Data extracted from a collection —

Start

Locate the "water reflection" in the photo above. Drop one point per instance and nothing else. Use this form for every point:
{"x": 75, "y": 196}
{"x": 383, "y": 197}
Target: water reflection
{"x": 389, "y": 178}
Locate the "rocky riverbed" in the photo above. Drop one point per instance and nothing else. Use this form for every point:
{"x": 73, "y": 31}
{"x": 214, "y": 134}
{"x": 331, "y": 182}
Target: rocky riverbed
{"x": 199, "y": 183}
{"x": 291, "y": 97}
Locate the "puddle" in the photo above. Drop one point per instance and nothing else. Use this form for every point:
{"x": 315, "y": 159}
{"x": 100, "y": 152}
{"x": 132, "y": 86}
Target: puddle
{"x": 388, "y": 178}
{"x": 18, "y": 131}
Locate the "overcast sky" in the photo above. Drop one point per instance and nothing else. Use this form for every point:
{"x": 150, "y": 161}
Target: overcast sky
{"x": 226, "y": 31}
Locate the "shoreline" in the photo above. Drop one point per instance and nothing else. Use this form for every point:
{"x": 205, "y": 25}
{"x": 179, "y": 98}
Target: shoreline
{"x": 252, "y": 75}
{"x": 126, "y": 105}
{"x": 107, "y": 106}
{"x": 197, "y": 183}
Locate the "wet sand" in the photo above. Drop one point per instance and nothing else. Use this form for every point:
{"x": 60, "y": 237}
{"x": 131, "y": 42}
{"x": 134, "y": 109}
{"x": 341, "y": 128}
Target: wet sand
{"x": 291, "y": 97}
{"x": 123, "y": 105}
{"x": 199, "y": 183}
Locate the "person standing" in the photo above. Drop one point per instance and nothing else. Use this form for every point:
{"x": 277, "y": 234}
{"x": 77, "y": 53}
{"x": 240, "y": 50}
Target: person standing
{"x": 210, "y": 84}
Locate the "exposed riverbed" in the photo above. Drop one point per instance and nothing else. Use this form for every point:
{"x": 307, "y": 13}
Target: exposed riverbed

End

PROBLEM REQUIREMENTS — Write out every entry again exactly, please, with nothing missing.

TASK OUTPUT —
Locate the "water reflection" in the photo above. Drop one point per instance and nothing else. Use this form for every point:
{"x": 75, "y": 196}
{"x": 383, "y": 197}
Target: water reflection
{"x": 389, "y": 178}
Locate the "rocky riverbed" in the photo above. Drop one point per instance and nothing else. Use this form for every point:
{"x": 73, "y": 31}
{"x": 214, "y": 134}
{"x": 331, "y": 182}
Target: rocky riverbed
{"x": 199, "y": 183}
{"x": 291, "y": 97}
Locate the "puddle" in the photo above. Drop one point per instance and nothing else. Use this form for every point:
{"x": 315, "y": 159}
{"x": 100, "y": 152}
{"x": 132, "y": 86}
Target: puddle
{"x": 388, "y": 178}
{"x": 18, "y": 131}
Locate the "overcast sky" in the photo above. Drop one point per instance and nothing else. Use this form for every point:
{"x": 150, "y": 161}
Target: overcast sky
{"x": 226, "y": 31}
Locate the "shoreline" in the photo above. Drop one point per instance and nothing else. Use this form for every point:
{"x": 205, "y": 25}
{"x": 179, "y": 98}
Target: shoreline
{"x": 252, "y": 75}
{"x": 126, "y": 105}
{"x": 107, "y": 106}
{"x": 197, "y": 183}
Locate the "wet sand" in the photo above. Drop one point per instance and nothing else. Use this form for every point:
{"x": 60, "y": 237}
{"x": 131, "y": 42}
{"x": 134, "y": 109}
{"x": 341, "y": 128}
Target: wet sand
{"x": 291, "y": 97}
{"x": 123, "y": 105}
{"x": 199, "y": 183}
Locate the "person standing" in the photo above. Drop one point per instance and nothing else. Use this form for every point:
{"x": 277, "y": 234}
{"x": 77, "y": 53}
{"x": 240, "y": 50}
Target: person standing
{"x": 210, "y": 84}
Locate the "exposed riverbed" in the photo above. Drop one point per instance and nothing else. Use this form for every point:
{"x": 307, "y": 13}
Target: exposed riverbed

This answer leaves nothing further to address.